*** Information given ***

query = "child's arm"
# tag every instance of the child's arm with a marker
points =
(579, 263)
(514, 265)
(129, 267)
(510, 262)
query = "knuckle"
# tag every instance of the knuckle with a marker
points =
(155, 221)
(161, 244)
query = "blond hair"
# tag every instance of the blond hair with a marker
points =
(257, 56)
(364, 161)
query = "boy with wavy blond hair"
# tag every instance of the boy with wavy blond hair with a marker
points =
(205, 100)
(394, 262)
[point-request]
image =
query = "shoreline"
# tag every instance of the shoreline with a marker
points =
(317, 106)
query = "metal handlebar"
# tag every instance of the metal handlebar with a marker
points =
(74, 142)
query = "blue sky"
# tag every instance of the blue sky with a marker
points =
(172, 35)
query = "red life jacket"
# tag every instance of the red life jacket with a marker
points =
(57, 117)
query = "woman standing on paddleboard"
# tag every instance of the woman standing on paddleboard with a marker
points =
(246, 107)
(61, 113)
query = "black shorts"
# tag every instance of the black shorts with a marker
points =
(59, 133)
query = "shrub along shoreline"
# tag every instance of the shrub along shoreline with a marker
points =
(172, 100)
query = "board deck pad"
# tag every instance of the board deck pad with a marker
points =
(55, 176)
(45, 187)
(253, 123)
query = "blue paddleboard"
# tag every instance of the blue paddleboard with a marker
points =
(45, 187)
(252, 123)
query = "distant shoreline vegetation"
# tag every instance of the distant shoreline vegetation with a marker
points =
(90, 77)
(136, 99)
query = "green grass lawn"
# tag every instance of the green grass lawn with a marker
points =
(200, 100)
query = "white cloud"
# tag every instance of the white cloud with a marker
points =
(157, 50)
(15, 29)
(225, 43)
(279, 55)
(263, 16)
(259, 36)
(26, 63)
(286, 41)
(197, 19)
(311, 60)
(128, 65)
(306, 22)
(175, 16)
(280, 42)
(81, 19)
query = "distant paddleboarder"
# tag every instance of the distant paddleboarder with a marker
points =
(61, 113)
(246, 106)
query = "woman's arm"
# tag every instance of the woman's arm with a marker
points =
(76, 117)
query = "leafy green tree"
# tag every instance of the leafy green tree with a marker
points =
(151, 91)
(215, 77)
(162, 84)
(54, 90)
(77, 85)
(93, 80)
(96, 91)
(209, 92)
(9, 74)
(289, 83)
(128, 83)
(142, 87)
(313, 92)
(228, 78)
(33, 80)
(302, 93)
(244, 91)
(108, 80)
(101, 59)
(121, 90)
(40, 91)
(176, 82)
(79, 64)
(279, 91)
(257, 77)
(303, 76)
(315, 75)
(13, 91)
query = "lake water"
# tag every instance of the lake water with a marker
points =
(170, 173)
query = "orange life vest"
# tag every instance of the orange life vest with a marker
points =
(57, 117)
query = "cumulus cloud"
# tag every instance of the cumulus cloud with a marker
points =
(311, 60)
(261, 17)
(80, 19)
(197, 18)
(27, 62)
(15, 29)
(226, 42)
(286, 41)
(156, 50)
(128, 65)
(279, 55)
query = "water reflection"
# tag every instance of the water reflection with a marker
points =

*** End of Information given ***

* _Assignment_
Out of the records, collect only those lines that contain the string "jacket".

* _Answer to this task_
query = "red life jacket"
# tag every instance of the red life jacket with a marker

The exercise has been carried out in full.